Exercise brief - Turn the lines of the records below into a numbered list, leaving out any blank lines.

[Begin Material for the task]

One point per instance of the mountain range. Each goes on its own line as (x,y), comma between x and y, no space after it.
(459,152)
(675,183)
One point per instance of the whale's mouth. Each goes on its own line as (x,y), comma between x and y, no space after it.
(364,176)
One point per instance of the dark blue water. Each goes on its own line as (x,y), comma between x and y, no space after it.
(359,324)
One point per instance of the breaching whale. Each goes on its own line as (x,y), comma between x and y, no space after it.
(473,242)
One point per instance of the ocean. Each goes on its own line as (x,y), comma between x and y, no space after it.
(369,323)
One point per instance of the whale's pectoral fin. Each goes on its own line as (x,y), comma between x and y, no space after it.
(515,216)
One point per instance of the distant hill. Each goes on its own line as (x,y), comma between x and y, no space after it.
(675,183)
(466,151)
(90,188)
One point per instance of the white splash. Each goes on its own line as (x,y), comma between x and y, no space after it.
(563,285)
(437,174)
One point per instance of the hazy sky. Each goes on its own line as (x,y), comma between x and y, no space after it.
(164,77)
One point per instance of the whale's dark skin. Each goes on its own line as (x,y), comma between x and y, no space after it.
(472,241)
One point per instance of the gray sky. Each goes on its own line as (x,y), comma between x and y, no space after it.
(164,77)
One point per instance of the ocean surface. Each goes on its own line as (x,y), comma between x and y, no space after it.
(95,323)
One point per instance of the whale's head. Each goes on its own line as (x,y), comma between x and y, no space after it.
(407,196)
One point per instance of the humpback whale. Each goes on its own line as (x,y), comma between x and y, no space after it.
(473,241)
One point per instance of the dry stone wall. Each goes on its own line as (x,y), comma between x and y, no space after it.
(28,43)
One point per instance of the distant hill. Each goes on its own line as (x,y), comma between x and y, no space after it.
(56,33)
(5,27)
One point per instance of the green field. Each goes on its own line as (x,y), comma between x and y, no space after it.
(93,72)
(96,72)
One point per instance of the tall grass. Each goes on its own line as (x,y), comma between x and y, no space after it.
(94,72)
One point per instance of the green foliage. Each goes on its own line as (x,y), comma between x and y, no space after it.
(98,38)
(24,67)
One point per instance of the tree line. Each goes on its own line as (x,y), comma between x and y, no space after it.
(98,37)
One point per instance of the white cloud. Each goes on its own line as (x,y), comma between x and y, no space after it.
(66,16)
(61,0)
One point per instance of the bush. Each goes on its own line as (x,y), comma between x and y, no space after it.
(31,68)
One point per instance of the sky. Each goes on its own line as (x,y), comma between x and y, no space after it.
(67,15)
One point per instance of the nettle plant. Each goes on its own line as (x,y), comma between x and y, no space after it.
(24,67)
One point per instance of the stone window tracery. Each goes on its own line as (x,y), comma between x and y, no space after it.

[End Material for the task]

Expected answer -
1. One point per instance of the mountain range. Each goes on its own line as (x,y), comma between x and y, no space after it.
2. (459,152)
3. (675,183)
4. One point per instance of the whale's mouth. Each goes on its own line as (x,y), comma between x and y, no space after it.
5. (364,176)
6. One point per instance of the dark blue water. Each goes on its own line as (x,y), comma between x and y, no space after it.
7. (359,324)
8. One point per instance of the breaching whale. Each goes on its own line as (x,y), comma between x and y, no space after it.
9. (473,242)
10. One point per instance of the ocean. Each goes on its own line as (x,y), comma between x and y, no space after it.
11. (369,323)
12. One point per instance of the whale's pectoral fin. Each goes on its own line as (x,y), comma between x and y, no space after it.
13. (515,216)
14. One point per instance of the distant hill. Each goes on its own line as (x,y), comma between x and y, no space after it.
15. (675,183)
16. (466,151)
17. (90,188)
18. One point per instance of the white splash. Each goes on its own line as (x,y), comma between x and y, no space after it.
19. (563,285)
20. (437,174)
21. One point per instance of the hazy sky. Each goes on its own line as (x,y), comma between x and y, no space after it.
22. (164,77)
23. One point per instance of the whale's dark skin. Each goes on its own line as (x,y), comma between x and y, no space after it.
24. (472,241)
25. One point per instance of the gray sky. Each goes on its own line as (x,y), comma between x and y, no space after it.
26. (164,77)
27. One point per instance of the ocean surface. Each goes on its own line as (x,y), comma between x and y, no space after it.
28. (95,323)
29. One point per instance of the whale's head. Each goes on its own line as (x,y), comma between x and y, no space after it.
30. (407,196)
31. One point per instance of the humpback whale. Each goes on its own line as (x,y), comma between x and y, no space after it.
32. (473,241)
33. One point per instance of the dry stone wall. Each goes on its own line as (x,y), comma between x and y, no space after it.
34. (28,43)
35. One point per instance of the distant hill. Each goes on its own line as (x,y), comma between x and y, no space after it.
36. (56,33)
37. (5,27)
38. One point per instance of the green field. Each goes on its own line as (x,y), comma between x and y, no space after it.
39. (93,72)
40. (96,72)
41. One point per instance of the tall grass. Each goes on its own line as (x,y), comma between x and y, no space after it.
42. (94,72)
43. One point per instance of the green foliage. Each goes on its own line as (x,y), comma between x and y, no space after it.
44. (98,38)
45. (24,67)
46. One point per instance of the tree line. Each goes on its own line as (x,y), comma between x and y, no space after it.
47. (98,37)
48. One point per instance of the white cloud. Each goes on its own line as (x,y), comma between x and y, no space after it.
49. (66,16)
50. (61,0)
51. One point per instance of the bush. Each goes on its own line as (x,y), comma between x and y, no space after it.
52. (31,68)
53. One point per instance of the sky. Each goes on its own line as (x,y), comma between x and y, no space after it.
54. (67,15)
55. One point per instance of the nettle plant. Each goes on its own line as (x,y), comma between x and y, no space after it.
56. (24,67)
57. One point per instance of the stone window tracery. Each goes on its own line as (x,y), comma between x and y, no space after it.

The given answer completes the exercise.